- **What you are asked to do**:
Please echo the following lines exactly as they appear.

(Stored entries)
_ _ _ _

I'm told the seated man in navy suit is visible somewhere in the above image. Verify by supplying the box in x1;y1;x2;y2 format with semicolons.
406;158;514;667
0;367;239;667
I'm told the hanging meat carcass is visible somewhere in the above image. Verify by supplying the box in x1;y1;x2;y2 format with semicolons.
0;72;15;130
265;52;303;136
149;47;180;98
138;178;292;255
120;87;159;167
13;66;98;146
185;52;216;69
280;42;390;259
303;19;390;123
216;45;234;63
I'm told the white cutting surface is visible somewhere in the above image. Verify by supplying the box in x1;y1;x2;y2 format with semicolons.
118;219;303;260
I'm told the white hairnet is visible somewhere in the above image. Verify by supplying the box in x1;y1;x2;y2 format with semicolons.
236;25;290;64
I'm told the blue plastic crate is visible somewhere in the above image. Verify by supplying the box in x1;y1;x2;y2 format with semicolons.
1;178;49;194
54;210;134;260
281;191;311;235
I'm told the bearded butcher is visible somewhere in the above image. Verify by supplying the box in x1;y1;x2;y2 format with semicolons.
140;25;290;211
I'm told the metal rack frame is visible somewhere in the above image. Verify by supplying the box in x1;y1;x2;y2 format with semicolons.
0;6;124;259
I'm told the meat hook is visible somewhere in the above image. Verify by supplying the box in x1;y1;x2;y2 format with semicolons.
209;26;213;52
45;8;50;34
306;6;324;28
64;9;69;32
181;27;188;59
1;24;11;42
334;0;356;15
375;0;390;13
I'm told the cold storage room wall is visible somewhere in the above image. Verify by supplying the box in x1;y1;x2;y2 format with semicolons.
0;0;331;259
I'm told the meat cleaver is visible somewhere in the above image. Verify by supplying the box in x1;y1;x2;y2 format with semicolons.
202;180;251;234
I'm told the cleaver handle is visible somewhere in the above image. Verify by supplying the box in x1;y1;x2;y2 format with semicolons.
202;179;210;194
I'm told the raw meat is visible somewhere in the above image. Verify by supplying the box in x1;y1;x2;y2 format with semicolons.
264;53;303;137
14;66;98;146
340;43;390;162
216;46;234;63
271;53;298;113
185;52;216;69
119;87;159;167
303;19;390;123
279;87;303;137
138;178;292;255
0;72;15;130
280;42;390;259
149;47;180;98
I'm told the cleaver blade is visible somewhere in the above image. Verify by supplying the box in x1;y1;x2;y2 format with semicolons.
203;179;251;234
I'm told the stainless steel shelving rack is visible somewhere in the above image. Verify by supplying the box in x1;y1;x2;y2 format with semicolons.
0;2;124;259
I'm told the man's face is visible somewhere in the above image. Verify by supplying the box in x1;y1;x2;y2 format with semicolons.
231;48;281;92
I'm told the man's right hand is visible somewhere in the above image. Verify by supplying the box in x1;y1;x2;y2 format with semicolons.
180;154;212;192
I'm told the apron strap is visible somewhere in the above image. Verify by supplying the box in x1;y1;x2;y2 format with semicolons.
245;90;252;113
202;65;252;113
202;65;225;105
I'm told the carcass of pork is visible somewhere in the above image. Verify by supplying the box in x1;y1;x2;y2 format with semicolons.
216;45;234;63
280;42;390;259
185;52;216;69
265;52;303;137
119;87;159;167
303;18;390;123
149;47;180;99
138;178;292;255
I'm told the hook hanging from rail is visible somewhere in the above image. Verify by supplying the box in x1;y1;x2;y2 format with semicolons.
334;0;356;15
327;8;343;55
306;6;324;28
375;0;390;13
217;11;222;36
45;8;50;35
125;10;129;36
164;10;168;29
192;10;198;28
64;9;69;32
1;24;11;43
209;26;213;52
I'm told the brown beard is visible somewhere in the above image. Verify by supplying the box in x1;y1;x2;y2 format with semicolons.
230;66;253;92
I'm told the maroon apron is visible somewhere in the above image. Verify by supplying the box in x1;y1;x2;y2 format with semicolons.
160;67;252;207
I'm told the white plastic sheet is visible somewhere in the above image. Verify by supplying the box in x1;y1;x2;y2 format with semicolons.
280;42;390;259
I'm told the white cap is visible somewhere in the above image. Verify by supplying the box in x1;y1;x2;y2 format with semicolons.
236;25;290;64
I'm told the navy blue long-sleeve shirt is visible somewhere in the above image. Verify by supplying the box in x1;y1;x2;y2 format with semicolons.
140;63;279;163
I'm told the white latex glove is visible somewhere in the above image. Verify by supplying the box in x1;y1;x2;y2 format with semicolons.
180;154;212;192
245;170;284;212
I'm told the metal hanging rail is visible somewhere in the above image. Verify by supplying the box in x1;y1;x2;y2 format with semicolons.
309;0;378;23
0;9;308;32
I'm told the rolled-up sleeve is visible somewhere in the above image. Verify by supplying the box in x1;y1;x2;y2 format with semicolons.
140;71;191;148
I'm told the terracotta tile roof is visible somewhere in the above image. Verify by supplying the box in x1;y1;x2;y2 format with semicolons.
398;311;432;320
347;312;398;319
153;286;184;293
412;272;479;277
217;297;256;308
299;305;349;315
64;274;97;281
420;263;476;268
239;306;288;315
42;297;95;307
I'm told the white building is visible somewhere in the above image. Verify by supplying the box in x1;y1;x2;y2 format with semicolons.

_ _ _ _

- **Expected output**:
I'm told the seated man in navy suit is visible somewhere in the above image. Verify by supplying the box in x1;y1;x2;y2 format with semicolons.
406;158;514;667
0;367;239;667
I'm told the hanging meat carcass is visible somewhere in the above image. Verify by supplying the box in x1;y1;x2;y2 format with semicolons.
0;72;15;130
265;52;303;136
149;47;180;98
138;178;292;255
120;87;159;167
13;66;98;146
185;52;216;69
280;42;390;259
303;19;390;123
216;45;234;63
I'm told the white cutting surface is visible somewhere in the above image. Verify by supplying the box in x1;y1;x2;y2 format with semicolons.
118;219;303;260
I'm told the white hairnet is visible somewhere in the above image. Verify by supplying the box in x1;y1;x2;y2 format with semicolons.
236;25;290;64
I'm told the blue plastic crate is visible somewhere in the above image. Verify by supplying the box in x1;y1;x2;y2 format with semicolons.
1;178;49;194
54;210;134;260
281;191;311;235
I'm told the bearded butcher is visible somewhere in the above image. Verify by supplying the box in x1;y1;x2;y2 format with semicolons.
140;25;290;211
I'm told the metal rack frame is visible somewhere in the above image. Verify by supplying the box in x1;y1;x2;y2 format with semicolons.
0;6;124;259
I'm told the meat hook is visible somewhere in the above image. Verify by supplying the box in x1;y1;x2;y2 format with semicolons.
209;26;213;52
45;8;50;34
306;6;324;28
64;9;69;32
181;27;188;59
1;24;11;42
334;0;356;15
375;0;390;13
I'm told the cold storage room wall is visible somewhere in the above image. Verify by supplying the box in x1;y1;x2;y2 format with semicolons.
0;0;331;259
I'm told the meat cleaver is visible somewhere in the above image. Verify by supplying the box in x1;y1;x2;y2 format with semicolons.
202;180;251;234
I'm told the cleaver handle is visible somewhere in the above image. Verify by supplying the box in x1;y1;x2;y2 format with semicolons.
202;179;210;194
I'm told the raw meat is visible somewhere in the above image. Verify by supplying the box in x1;y1;x2;y2 format with semicolons.
264;53;303;137
14;66;98;146
340;43;390;162
216;46;234;63
271;53;298;113
185;52;216;69
119;87;159;167
303;19;390;123
279;87;303;137
138;178;292;255
0;72;15;130
280;42;390;259
149;47;180;98
I'm told the cleaver blade is visible somewhere in the above image. Verify by supplying the box in x1;y1;x2;y2 format with semicolons.
203;179;251;234
I'm told the stainless steel shelving rack is visible somewhere in the above image. Verify by supplying the box in x1;y1;x2;y2 format with semicolons.
0;2;124;259
I'm told the man's face is visible somewhere in the above image. Verify by supplying the box in x1;y1;x2;y2 format with semicolons.
231;48;281;92
I'm told the man's right hand is visible somewhere in the above image. Verify by supplying the box in x1;y1;x2;y2 format with semicolons.
180;154;212;192
I'm told the apron strap is visible somewhere in the above image. Verify by supplying the box in x1;y1;x2;y2 format with semicolons.
245;90;252;113
202;65;252;113
202;65;225;105
I'm told the carcass of pork is visible somewhere in the above image. Verify by supplying the box in x1;y1;x2;y2 format with semicolons.
216;45;234;63
280;42;390;259
185;52;216;69
265;52;303;137
119;87;159;167
303;18;390;123
149;47;180;99
138;178;292;255
I'm told the hook hanging from rail is visible somewhere in the above image. Verify by supplying the box in x1;y1;x2;y2 format with semicolons.
334;0;356;15
327;8;343;55
306;6;324;28
375;0;390;13
217;11;222;36
45;8;50;35
125;10;129;36
164;10;168;29
192;10;198;28
64;9;69;32
1;24;11;43
209;26;213;52
I'm told the brown beard is visible somewhere in the above image. Verify by supplying the box in x1;y1;x2;y2 format with semicolons.
230;66;253;92
I'm told the maroon apron is visible somewhere in the above image. Verify by supplying the box in x1;y1;x2;y2 format with semicolons.
160;67;252;207
I'm told the white plastic sheet is visible somewhere in the above image. Verify by supplying the box in x1;y1;x2;y2 format with semicolons.
280;42;390;259
I'm told the white cap is visible somewhere in the above image. Verify by supplying the box in x1;y1;x2;y2 format with semicolons.
236;25;290;64
I'm told the navy blue long-sleeve shirt is visible somewhere in the above image. Verify by supplying the box in x1;y1;x2;y2 format with semicolons.
140;63;279;163
I'm told the white latex glove is visible somewhere in the above image. Verify by supplying the box in x1;y1;x2;y2 format with semicolons.
180;154;212;192
245;170;284;212
I'm told the metal hanging rail is visible somewhere in the above image. Verify by supplying the box in x1;y1;x2;y2 format with semicolons.
309;0;378;23
0;9;308;32
I'm told the rolled-up sleeve is visible somewhere in the above image. Verify by supplying the box in x1;y1;x2;y2 format with semicolons.
140;71;191;148
I'm told the terracotta tile roof is visible somewhere in the above image. Verify by supplying the box in x1;y1;x2;y2 format with semicolons.
398;311;432;320
347;312;398;319
153;286;184;293
412;272;479;277
217;297;256;308
299;305;349;315
64;274;97;281
420;263;476;268
239;306;288;315
42;297;95;307
I'm told the white building is visible somewhere in the above image. Verify by supplying the box in x1;y1;x2;y2 format with semicolons.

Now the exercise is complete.